SUPPLIED TEXT
In the same period other nationals poured in from revolution-torn Europe. Italians fleeing from abortive revolts against Austria started coming as early as 1820; political refugees spilled out of Hungary and Germany by the ill-fated revolutions of 1848 came in shiploads during the fifties. In the three-year period of 1852-4, upward of 500,000 Germans landed in America.

The ebb and flow of immigration was, however, influenced by social, political, and economic conditions in this country as well as by those in Europe. During prosperous time in America the Europeans were invited, and welcomed; but during periods of depression conflicts of interest and prejudice came to the surface, and the "foreigner" was blamed for every misery and hardship. To the "native" worker enduring a falling standard of living he was an economic threat; to the aristocracy of landlords and lawyers he was a political threat. As the Protestant newcomers were absorbed, the Roman Catholics were left in conspicuous isolation; and they therefore served as the target of the strong nativist movement in the State. In 1834 the New York Protestant Association was formed and two years later, in Brooklyn, stirred up an anti-Catholic agitation that was marked by the destruction of churches and other property of Roman Catholics. In 1843 the Native American party elected James Harper, mayor of New York City, after a campaign in which crowds paraded on the streets with banners bearing the slogan "No Popery". Subsequently the party extended its activities to cover the entire State and broadened its aims to retain for the "native" American his power and position threatened by immigrants schooled in European ideologies. See Native American Party (Know-Nothings) * (W.P.A.)

Native American Party (Know-Nothings)

In American history, a secret political party or society, which after 1852 suddenly gained the ascendancy in several States, and then as rapidly declined. Its work was closely allied with the movement of the "American" and "Nativist" parties, and it aimed, through very stringent naturalization laws, to make politically powerless the large number of immigrants then settling in the United States, and through other means to check the growth of foreign influences and ideas. A decade earlier the American Party had shown strength in New York City, and after the Democratic victory of 1843, which resulted in many local offices being given to the foreign-born, the native Americans carried the city election of April, 1844. In the fall of the same year both New York and Philadelphia gave Nativist majorities, but three years later the party had disappeared in the former city.

 The Twenty-ninth Congress had six Nativist members, while the Thirtieth had only one. The Irish famine and the revolutionary movements in Europe during 1848 and 1849, with the reaction thereafter, occasioned a greatly increased immigration, and caused a reappearance of the Nativist movement in the form of a secret society variously known as "The Sons of '76," or " The Supreme Order of the Star Spangled Banner," which was primarily opposed to immigration and the spread of Catholicism in America, and the members of which, upon being questioned about their order, uniformly replied "I don't know." The party which came to be organized, and which from the above circumstance was popularly called the "Know-Nothing Party," conducted its work in profound secrecy, holding secret conventions, and often so casting its vote as to make it an indeterminate quantity in many elections. In the State elections of 1854, the party carried Massachusetts and Delaware. In New York it polled more than 120,000 votes, and it also showed strength in the Middle States. In 1855 it was successful in four New England States, and in New York, Kentucky, and California.* (N.I.E.)

Ethnic Groups In New York State  (continue)

PROBLEM TO WORK ON
Continue the passage on immigration and the Know-Nothing movement in New York from its final line.

RECORDS SUPPLIED
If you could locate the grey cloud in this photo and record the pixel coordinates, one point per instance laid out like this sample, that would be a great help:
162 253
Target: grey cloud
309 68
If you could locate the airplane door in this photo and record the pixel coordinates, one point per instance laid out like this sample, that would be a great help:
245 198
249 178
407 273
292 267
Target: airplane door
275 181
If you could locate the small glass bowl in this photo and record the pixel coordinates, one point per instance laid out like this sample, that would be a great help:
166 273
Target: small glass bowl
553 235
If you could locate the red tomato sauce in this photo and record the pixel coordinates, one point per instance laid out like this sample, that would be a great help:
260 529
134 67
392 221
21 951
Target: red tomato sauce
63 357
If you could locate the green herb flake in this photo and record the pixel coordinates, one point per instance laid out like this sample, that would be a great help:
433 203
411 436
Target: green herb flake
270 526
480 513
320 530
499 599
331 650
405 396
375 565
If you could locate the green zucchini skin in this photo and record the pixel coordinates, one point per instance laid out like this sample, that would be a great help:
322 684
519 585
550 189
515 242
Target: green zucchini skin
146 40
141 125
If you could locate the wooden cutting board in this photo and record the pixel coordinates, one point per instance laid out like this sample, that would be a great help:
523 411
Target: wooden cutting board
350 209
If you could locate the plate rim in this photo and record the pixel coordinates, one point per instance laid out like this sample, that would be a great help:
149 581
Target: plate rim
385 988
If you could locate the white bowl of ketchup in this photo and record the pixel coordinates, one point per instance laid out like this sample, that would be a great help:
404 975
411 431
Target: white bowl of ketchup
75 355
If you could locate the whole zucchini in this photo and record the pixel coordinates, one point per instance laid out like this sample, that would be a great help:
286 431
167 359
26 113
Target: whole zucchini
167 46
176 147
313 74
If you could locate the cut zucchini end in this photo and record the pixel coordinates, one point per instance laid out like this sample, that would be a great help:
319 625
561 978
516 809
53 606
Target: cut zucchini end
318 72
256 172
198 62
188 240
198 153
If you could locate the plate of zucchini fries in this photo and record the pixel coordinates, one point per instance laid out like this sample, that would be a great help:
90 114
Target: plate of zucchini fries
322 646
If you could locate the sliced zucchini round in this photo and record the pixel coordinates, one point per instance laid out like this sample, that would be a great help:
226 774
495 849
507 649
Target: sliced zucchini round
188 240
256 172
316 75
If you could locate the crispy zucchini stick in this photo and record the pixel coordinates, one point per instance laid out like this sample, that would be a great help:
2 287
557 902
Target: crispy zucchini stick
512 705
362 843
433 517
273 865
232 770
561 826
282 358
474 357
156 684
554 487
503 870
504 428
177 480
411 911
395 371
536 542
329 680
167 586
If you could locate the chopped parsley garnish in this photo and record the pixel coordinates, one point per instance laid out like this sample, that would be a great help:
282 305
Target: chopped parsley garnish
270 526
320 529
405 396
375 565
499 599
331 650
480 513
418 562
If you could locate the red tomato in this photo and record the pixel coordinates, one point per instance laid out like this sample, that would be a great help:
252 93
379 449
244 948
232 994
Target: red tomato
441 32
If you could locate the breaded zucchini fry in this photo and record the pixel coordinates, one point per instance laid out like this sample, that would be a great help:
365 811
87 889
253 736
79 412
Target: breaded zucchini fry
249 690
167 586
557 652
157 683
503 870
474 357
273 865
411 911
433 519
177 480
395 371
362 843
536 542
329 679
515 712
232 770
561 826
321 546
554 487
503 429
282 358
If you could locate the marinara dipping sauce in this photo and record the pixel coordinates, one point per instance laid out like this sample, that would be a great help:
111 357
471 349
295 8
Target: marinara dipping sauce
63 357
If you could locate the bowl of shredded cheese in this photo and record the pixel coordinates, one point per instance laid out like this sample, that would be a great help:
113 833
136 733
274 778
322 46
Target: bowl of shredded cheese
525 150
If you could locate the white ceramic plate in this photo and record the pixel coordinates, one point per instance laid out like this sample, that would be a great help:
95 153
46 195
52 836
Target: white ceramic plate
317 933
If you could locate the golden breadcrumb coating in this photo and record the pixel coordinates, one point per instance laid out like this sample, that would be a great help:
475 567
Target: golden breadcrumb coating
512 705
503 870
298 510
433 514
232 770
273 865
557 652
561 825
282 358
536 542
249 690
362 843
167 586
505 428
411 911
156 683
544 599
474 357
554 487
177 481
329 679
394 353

WRITTEN ANSWER
As successive waves of immigration broke over the State, nativism began to lose its effectiveness, despite the partial success of the Know-Nothing Party in 1852. By 1860 the two powerful nativist parties were swallowed by the Republicans and Democrats. From then on Catholics led more peaceful lives, and "No Irish Need Apply" signs disappeared from employment offices. Another factor that helped to put the quietus on the Nativist movement was the rise of the capitalist employer, to whom cheap labor meant more profits, and more immigrants meant more cheap labor.

Immigration during the 40 years before the World War was made up predominantly of Italians and Greeks and the peoples of the Slavic countries of eastern Europe: Poles, Lithuanians and Letts, Roumanians, Russians, and Russian Jews. These filled the steerages of westbound ships and were filtered through Ellis Island. Only the war and subsequent immigration restrictions checked what was one of the largest mass population movements in history. Many of these newcomers, especially the Italians, regarded coming to America as a temporary adventure from which they would return home with pockets full of money. Some did carry out that plan, but the vast majority became rooted in the new world.

In the upstate area, the older Irish and German stocks are completely assimilated. The Irish have made the political field largely their own; the Germans are mechanics, brewers, and bakers; both are well represented in the professions and have played a conspicuous part in civil and commercial life.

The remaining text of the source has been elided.